● BRIEF
Print the line that contains "Could you please mark the submerged" and every line that follows it in the data below, ending with the final line; include nothing else.

..........

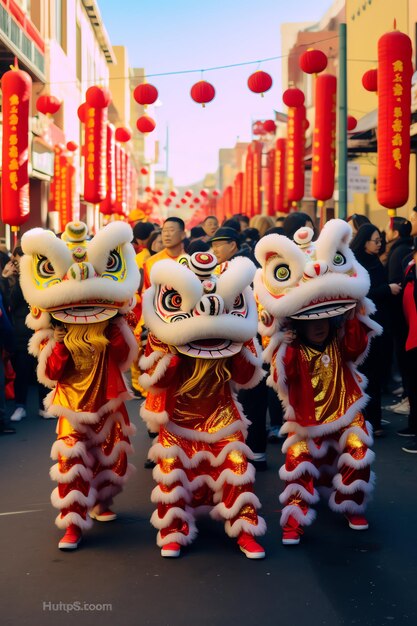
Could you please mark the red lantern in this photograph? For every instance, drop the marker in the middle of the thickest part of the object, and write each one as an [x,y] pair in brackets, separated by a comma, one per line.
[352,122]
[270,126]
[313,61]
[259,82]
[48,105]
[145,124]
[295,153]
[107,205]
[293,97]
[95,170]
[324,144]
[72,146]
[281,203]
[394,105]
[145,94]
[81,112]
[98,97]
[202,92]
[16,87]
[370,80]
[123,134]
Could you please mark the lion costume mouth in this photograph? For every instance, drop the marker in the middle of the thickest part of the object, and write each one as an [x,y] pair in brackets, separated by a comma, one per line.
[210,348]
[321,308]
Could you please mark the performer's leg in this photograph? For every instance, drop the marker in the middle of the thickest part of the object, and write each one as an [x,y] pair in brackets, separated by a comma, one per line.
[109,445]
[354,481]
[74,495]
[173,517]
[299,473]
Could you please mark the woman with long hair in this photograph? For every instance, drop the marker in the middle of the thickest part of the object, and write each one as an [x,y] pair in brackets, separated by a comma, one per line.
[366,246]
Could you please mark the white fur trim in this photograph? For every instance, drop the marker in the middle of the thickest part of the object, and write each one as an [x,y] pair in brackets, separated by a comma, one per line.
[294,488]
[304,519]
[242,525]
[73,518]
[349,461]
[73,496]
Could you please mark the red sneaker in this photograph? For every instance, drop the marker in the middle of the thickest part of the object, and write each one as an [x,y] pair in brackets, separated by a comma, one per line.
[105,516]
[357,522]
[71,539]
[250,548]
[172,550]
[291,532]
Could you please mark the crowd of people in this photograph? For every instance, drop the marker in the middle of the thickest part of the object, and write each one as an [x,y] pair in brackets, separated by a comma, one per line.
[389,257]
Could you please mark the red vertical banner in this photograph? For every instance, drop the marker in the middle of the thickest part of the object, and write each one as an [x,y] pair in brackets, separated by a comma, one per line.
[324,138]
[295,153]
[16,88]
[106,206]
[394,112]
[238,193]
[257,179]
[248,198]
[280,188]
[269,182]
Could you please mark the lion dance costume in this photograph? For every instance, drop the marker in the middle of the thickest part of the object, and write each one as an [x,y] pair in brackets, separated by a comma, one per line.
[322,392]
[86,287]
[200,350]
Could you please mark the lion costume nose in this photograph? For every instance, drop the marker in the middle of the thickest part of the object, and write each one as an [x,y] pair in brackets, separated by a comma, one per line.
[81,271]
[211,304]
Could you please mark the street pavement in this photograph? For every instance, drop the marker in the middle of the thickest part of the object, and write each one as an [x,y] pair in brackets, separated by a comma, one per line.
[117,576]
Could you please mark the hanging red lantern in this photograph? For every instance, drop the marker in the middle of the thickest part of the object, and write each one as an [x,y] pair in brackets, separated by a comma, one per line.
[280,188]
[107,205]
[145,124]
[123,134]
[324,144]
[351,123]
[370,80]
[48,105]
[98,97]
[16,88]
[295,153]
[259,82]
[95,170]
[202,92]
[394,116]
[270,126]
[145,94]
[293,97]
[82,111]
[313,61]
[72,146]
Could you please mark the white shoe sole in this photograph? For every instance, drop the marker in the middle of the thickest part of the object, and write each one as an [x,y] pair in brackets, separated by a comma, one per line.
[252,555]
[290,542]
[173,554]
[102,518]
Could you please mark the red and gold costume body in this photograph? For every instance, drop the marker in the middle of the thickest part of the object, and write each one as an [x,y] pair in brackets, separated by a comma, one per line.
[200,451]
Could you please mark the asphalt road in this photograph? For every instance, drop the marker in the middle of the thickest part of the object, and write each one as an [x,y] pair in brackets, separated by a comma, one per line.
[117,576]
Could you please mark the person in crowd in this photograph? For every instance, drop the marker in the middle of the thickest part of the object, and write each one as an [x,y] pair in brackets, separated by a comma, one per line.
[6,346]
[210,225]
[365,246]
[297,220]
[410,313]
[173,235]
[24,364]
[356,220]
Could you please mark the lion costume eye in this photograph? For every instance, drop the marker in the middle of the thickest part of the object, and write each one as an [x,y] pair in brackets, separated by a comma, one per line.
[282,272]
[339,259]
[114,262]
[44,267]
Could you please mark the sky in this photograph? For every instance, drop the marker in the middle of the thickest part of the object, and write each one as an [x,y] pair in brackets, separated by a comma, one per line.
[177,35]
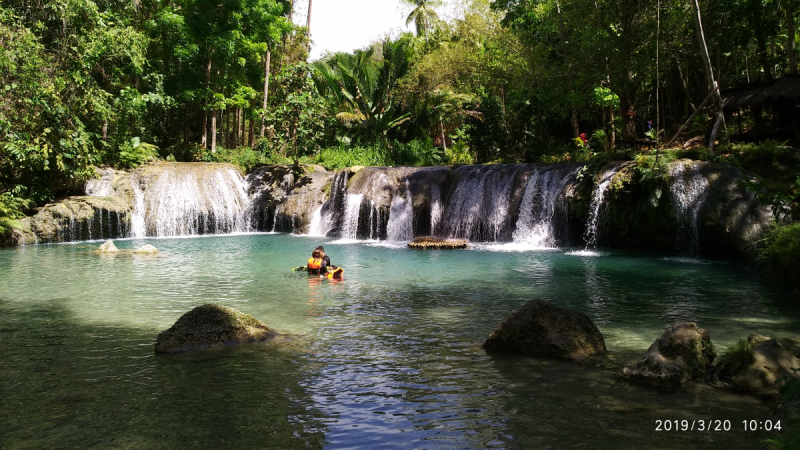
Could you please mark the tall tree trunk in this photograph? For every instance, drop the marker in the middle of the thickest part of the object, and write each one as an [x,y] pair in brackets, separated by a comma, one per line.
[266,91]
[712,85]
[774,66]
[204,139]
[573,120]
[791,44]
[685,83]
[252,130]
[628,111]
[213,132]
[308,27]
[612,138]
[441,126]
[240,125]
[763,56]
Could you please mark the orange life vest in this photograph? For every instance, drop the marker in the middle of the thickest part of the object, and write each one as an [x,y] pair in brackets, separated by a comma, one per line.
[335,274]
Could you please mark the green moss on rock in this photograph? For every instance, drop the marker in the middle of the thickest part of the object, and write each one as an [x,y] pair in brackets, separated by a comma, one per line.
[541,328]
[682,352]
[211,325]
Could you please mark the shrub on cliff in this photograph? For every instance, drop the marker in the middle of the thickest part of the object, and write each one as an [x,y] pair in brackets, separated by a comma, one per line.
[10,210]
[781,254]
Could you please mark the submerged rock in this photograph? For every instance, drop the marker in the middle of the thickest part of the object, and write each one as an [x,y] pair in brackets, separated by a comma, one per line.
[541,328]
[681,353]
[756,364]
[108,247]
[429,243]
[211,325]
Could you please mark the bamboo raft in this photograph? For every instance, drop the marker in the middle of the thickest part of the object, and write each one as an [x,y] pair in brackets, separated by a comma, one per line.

..........

● THE COMPLETED TASK
Could you please mark the submerged rock in this photograph? For every instance, drop the marker in the middle of the thickest part of the object, and write each one as an [x,y] pair in brackets, separated by a comma, one per line.
[541,328]
[681,353]
[756,364]
[108,247]
[429,243]
[211,325]
Could you please mark the bamboo raft in this photograph? For every instance, drop the marker in the middle of the thickest part of the object, and write each one as an [x,y] pair in brackets, separated by a comma, one per line.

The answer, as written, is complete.